Mass timber panels, such as cross-laminated timber (CLT), have spurred renewed interest in wood composites [16,17]. The success of utilizing low-quality forest resources for high-value building materials has prompted studies on strand-based corrugated core sandwich panels for walls, floors, and roofs with both functional and structural advantages [4,17,18]. A standard OSB mill has a solid waste of about 1.63 kg/m³ [19], even after ensuring the majority of the waste has been utilized. This number would be higher for start-ups, where strand-based technologies would yield about 5–10% of solid waste, which can amount to about 300 kgs/day for a small production facility with an average capacity of about 733 m³ per annum, producing about 100 panels daily, each measuring 1.22 m × 1.44 m × 0.009 m, in a single daylight press at 75% capacity. These numbers have been developed through calculations made by the authors for current industrial partners interested in strand-based products. For comparison, a standard OSB manufacturing plant has a capacity of 7.3 million m³ per year, which is conventionally measured at 75% of the plant’s actual capacity [19]. This waste, having almost 50–70% of usable strands, contains feedstock for almost 10 or more panels, where about 50% are resinated strands produced from blending, mat forming, and pre-forming stages. Wastage could be significantly higher with increased production capacities. Current practices involve using the waste biomass as landfill due to the presence of resin, but the cost is substantial [20]. Addressing the need to investigate the reusability of waste strands, this study explores recycling and sieving to create new panels, potentially increasing carbon sequestration and enabling zero-waste production.

A review of the existing literature shows a lack of data in understanding the reusability and recyclability of waste resinated strands for use in composite panel products. To understand their reusability, it is critical to understand the performance of the panels made from recycled strands, compared to those made from virgin strands (referred to as control strands in this study). Addressing the need to investigate the reusability of waste strands, this study explores recycling and sieving to create new panels, potentially increasing carbon sequestration and enabling zero-waste production. The research compares the performance of panels made from recycled strands to those made from control strands. It focuses only on recycling resinated waste strands collected during blending, mat-forming, and pre-forming stages in making standard boards in lab-scale facilities, which has also been used as the control for the current study, assessing the impact of the initial adhesive application on panel properties. The primary objectives are to:

• Assess the recycling effects of re-resinated strands on panel performance, including bond performance among the strands and mechanical properties.

- [SUPPLIED DATA]:
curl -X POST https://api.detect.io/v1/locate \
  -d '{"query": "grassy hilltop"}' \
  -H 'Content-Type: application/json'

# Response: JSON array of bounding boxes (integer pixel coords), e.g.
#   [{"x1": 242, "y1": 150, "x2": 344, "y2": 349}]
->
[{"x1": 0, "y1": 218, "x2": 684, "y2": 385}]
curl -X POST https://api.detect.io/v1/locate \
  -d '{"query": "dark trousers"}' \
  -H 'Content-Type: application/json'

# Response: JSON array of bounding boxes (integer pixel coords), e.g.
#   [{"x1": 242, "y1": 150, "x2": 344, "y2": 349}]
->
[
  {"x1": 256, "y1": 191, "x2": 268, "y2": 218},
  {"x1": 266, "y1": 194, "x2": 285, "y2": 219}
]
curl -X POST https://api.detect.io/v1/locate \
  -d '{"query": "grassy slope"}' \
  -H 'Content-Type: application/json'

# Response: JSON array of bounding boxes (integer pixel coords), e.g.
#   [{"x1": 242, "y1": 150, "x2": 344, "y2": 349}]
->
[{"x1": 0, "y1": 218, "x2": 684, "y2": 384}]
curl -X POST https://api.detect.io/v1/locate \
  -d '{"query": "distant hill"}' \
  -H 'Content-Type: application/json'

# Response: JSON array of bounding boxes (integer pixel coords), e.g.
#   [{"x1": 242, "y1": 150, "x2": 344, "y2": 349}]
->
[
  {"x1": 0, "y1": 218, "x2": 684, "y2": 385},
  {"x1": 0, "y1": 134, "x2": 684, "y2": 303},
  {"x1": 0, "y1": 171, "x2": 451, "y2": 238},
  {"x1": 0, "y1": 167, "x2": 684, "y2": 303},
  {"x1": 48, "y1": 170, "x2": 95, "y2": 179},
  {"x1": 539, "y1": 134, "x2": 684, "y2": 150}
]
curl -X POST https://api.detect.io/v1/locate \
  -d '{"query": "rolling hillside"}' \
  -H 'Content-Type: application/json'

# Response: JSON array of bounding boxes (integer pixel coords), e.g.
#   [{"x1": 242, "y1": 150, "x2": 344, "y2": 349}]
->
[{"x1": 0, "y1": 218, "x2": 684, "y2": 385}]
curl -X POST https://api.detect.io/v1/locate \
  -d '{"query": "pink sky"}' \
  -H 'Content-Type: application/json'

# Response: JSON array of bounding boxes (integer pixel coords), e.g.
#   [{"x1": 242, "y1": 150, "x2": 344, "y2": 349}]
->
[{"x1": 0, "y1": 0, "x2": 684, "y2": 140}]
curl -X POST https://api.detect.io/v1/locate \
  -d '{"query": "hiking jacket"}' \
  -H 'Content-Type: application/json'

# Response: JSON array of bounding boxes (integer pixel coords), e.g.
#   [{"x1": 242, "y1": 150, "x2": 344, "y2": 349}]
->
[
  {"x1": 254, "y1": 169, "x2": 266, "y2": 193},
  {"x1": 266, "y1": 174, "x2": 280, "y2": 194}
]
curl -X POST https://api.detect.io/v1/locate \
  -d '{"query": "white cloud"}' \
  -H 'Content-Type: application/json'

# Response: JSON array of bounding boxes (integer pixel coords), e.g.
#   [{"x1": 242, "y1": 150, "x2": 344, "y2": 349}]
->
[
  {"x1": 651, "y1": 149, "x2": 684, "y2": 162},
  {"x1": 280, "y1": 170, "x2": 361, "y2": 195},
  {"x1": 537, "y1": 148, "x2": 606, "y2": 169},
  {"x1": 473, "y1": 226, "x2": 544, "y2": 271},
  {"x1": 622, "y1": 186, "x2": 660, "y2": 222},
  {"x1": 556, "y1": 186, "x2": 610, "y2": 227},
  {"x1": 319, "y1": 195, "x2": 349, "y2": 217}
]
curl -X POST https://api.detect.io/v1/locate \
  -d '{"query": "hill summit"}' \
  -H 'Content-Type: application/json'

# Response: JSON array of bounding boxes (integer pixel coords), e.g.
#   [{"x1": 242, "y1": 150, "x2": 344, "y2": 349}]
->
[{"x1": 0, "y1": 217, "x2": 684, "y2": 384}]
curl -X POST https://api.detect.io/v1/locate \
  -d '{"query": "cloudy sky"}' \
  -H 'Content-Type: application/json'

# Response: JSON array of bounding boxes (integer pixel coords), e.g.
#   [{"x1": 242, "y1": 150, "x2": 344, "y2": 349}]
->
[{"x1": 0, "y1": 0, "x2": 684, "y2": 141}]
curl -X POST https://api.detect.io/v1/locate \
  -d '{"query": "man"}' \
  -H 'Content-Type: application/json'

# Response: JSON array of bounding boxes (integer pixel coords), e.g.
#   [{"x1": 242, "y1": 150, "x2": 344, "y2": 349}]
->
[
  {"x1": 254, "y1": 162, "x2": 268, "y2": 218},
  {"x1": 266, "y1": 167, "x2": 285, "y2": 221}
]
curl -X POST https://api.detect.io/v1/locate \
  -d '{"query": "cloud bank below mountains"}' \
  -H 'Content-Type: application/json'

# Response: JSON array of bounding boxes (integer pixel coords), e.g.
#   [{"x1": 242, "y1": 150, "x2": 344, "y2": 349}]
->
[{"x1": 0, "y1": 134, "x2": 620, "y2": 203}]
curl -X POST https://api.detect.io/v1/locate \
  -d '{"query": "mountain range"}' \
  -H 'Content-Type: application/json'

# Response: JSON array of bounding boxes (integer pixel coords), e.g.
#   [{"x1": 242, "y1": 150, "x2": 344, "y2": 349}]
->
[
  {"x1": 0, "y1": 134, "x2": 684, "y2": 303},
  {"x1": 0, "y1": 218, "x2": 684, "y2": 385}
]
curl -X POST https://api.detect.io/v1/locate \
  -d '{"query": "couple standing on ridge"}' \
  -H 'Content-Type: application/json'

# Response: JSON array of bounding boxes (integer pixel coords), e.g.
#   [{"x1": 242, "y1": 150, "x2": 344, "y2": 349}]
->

- [THE EXERCISE]:
Answer the following questions using the text on recycling waste wood strands.
(a) What amount of solid waste does the text give for a standard OSB mill?
(b) Why is the waste biomass currently used as landfill?
(c) What name does the study use for virgin strands?

- [TASK OUTPUT]:
(a) About 1.63 kg/m³.
(b) Because of the presence of resin.
(c) Control strands.